= Exercise goal =
Please copy out the data starting with the line containing "[mark] person holding" and going on through the end of the data, leaving every other line unchanged and scaling each coordinate in the answers by 0.2. Round the scaled coordinates to whole numbers, with halves rounded up.
* START Given records *
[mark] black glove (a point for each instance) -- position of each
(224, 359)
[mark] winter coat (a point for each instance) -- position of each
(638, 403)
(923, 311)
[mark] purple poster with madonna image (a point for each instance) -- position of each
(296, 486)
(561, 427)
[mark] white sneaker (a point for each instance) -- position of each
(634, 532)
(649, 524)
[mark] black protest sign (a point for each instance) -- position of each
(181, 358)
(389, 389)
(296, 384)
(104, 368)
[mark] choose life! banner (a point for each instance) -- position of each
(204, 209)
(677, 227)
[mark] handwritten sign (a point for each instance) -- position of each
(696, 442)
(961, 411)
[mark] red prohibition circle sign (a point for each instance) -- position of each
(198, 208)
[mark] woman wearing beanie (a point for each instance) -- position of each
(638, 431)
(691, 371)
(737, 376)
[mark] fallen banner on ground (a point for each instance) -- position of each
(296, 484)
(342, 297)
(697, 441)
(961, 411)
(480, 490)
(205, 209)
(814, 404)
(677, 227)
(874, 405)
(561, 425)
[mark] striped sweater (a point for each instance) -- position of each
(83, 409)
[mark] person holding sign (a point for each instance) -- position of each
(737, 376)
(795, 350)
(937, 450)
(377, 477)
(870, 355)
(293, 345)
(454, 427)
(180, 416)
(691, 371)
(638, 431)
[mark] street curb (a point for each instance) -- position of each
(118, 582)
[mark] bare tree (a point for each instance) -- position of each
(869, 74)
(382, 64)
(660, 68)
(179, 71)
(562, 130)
* END Given records *
= Expected answer =
[mark] person holding sign (a point for each instance) -- position of each
(147, 75)
(159, 70)
(187, 90)
(75, 95)
(174, 71)
(59, 69)
(91, 85)
(36, 83)
(138, 74)
(128, 86)
[mark] street curb (a point for each instance) -- position of each
(24, 116)
[mark] bare tree (a point for each instance) -- position of each
(174, 15)
(76, 13)
(132, 14)
(36, 14)
(112, 26)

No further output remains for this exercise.